__作業課題 1__.
次の(a)〜(c)が本文抜粋の内容と合うかどうかを判断してください。それぞれ「はい」か「いいえ」で答え、決め手となる本文の語句を引用して添えてください。
(a) 笠井さんの投稿は、SNSに載せる前に妻が目を通していた。
(b) 笠井さんは、読みやすい文章を作ることに自信がなかった。
(c) 令和の患者は、医療者の投げた球を受け取るだけでよいとされている。
__作業課題 2__.
本文抜粋のうち、「そのため、SNSに投稿する前」から「志をハッキリ表明することだ。」までの部分を一字一句変えずに書き写してください。

笠井さんは、報道に携わるメディアの人間だ。何か思ったからといって、そのままの感情を、ただ雑然とブログに載せることは、メディアの人間としてできないと思った。

もちろん仕事柄、読みやすい文章を作ることには自信があった。しかし、がんだからといって何を言ってもいいのか。そうではない。これを言ったら別のがん患者さんが嫌な気持ちになるかもしれない。失望する可能性もある。とくに、自分の治療がうまくいっているとき。「俺はこんな治療でうまくいった!」なんて書いてしまうと、そうではない患者さんはどう感じるか――。

そのため、SNSに投稿する前に一度妻のチェックが入り、少し整えた形で投稿した。妻は、報道取材、アナウンサー歴が長かったため、的確なアドバイスをしてくれた。「こういうことは書かないで」「ダメ、この表現直して」とまるで編集デスク。チェックなしで掲載したときは、すぐにLINEがきたこともあったという。

「令和の患者」は受け身では足りない

入院してみて、気づきもあった。患者として受け身でいるだけでなく、自分の意志をハッキリ表明することだ。

今までは、インフォームドコンセントといって、医療者=ピッチャーが投げた球に対して、患者はキャッチャーとしてボールを受け取るだけだったかもしれない。しかし令和は違う。自らピッチャーとなって、医療従事者にボールを投げることが大切だという。

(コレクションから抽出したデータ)
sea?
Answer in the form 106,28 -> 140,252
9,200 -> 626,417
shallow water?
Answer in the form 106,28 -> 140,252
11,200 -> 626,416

__記述回答 1__.
(a) はい:「SNSに投稿する前に一度妻のチェックが入り、少し整えた形で投稿した」
(b) いいえ:「もちろん仕事柄、読みやすい文章を作ることには自信があった」
(c) いいえ:「しかし令和は違う。自らピッチャーとなって、医療従事者にボールを投げることが大切だという」

__記述回答 2__.
そのため、SNSに投稿する前に一度妻のチェックが入り、少し整えた形で投稿した。妻は、報道取材、アナウンサー歴が長かったため、的確なアドバイスをしてくれた。「こういうことは書かないで」「ダメ、この表現直して」とまるで編集デスク。チェックなしで掲載したときは、すぐにLINEがきたこともあったという。

「令和の患者」は受け身では足りない

入院してみて、気づきもあった。患者として受け身でいるだけでなく、自分の意志をハッキリ表明することだ。